WHAT NEEDS TO BE DONE: In the entries below, find every line holding the string "building" and collect it.

Stored data entries:
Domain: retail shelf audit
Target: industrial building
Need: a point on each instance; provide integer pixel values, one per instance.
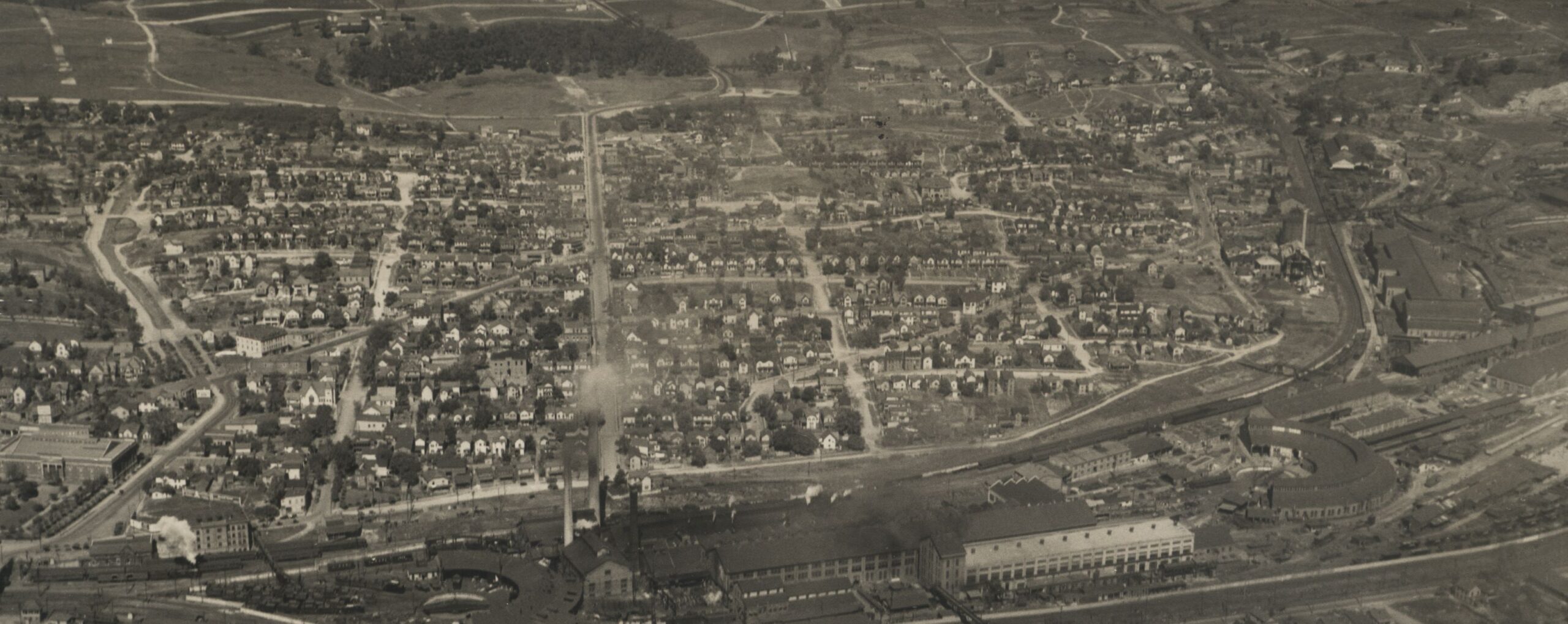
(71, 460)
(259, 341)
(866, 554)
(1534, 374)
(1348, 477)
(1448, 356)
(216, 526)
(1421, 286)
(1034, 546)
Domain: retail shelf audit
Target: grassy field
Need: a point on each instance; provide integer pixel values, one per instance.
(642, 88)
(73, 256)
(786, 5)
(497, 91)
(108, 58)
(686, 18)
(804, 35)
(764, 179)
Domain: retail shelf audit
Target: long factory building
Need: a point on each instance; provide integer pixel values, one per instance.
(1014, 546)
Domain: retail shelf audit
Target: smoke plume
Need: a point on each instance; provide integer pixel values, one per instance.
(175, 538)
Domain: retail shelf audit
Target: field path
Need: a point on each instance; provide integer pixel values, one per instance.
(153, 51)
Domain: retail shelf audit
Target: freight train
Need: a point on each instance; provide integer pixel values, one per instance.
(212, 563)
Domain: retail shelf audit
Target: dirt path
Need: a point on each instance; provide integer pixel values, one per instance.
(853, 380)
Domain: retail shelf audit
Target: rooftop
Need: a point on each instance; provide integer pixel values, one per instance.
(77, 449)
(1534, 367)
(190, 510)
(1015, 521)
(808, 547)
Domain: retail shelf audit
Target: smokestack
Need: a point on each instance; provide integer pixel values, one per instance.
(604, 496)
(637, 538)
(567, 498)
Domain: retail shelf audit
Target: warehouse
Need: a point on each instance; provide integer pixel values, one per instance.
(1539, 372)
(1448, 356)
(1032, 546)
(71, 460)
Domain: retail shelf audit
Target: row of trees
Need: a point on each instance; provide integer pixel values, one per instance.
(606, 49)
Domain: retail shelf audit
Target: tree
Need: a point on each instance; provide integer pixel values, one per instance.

WORKED SOLUTION:
Target: industrial building
Target: long factory building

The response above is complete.